• _INSTRUCTION 1_
In the message below about a terminal accessory for vintage hardware, what does the writer say is one reason for liking a PC as a debugging terminal?
• _INSTRUCTION 2_
Continue the message below about a terminal accessory for vintage hardware, starting after its final sentence.

• _EXTRACT_
┌────────
On 2 Dec 2008 at 5:14, Bob Armstrong wrote:
The goal was never to be vintage hardware - only to
be a useful accessory
for vintage hardware, and easy for other hobbyists to build and copy. VGA
monitors and PS/2 keyboards are cheap, about as common as dirt, and you can
find them anywhere these days. They're about the only practical choice for
such a project.
As long as this isn't a "vintage" project, why not add a few useful
bells and whistles? For example, one of the reasons that I like a
PeeCee as a debugging terminal is because I can scroll back hundreds
of lines to see what I did, or even save the particular segment long
after it's occurred. The ability to set bookmarks and split-screen
history with current output would be very useful. As would being
able to freeze and save history across power cycles.
└────────
• _RECORD EXCERPTS_
┌────────
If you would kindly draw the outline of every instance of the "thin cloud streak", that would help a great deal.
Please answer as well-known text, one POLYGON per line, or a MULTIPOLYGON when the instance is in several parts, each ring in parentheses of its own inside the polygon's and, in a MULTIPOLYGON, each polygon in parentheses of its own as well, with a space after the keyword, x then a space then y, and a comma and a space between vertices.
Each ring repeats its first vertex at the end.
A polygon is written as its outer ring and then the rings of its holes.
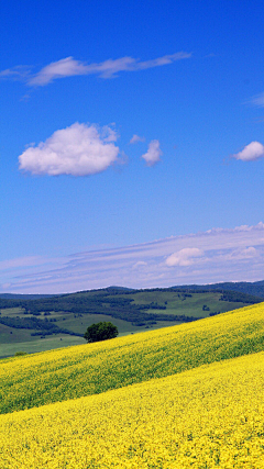
POLYGON ((109 58, 101 63, 87 64, 69 56, 46 65, 36 74, 33 74, 32 68, 28 66, 8 68, 0 71, 0 78, 21 80, 30 87, 43 87, 59 78, 81 75, 97 75, 103 79, 114 78, 120 71, 146 70, 147 68, 162 67, 190 57, 190 53, 178 52, 144 62, 127 56, 117 59, 109 58))
MULTIPOLYGON (((121 248, 36 258, 0 271, 0 291, 63 293, 120 284, 131 288, 256 281, 264 271, 264 224, 216 228, 121 248), (19 266, 19 268, 18 268, 19 266), (21 267, 23 267, 21 269, 21 267)), ((7 266, 7 264, 6 264, 7 266)), ((3 267, 3 266, 2 266, 3 267)))

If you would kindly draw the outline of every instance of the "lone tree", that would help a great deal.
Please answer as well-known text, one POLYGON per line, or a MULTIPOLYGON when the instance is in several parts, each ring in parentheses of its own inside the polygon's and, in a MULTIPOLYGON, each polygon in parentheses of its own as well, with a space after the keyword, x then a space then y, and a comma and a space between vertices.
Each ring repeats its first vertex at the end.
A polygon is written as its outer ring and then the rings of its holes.
POLYGON ((112 323, 97 323, 91 324, 87 327, 84 335, 86 340, 90 344, 92 342, 107 340, 108 338, 114 338, 118 336, 118 327, 112 323))

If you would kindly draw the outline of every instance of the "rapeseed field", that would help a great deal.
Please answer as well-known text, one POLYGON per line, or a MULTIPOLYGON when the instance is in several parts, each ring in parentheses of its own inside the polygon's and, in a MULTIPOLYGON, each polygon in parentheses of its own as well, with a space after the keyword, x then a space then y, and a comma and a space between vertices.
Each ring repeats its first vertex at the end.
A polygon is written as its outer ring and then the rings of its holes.
POLYGON ((0 413, 264 350, 264 303, 174 327, 0 361, 0 413))
POLYGON ((0 469, 264 469, 264 303, 4 359, 0 394, 0 469))
POLYGON ((264 353, 0 416, 1 469, 264 468, 264 353))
└────────
• _WRITTEN ANSWER 1_
The ability to scroll back hundreds of lines to see what was done, or even save a particular segment long after it occurred.

• _WRITTEN ANSWER 2_
The cost motivation that dictated the features of the original
VT100/VT220 no longer apply. The cost difference between 128Kx8 and
512Kx8 SRAM, for example, is negligible today. Using a Z80 today
would seem to be a quaint anachronism where there are so many fine
(and power-miserly) microcontrollers available.
But then, I find the little HP ePCs to come the closest (e.g. they
take a keyboard and VGA display and are small) to what you're
proposing. Replacing the hard disk in those things with flash makes
for a very light pacakge. Pulling the CD-ROM drive out would make it
lighter still.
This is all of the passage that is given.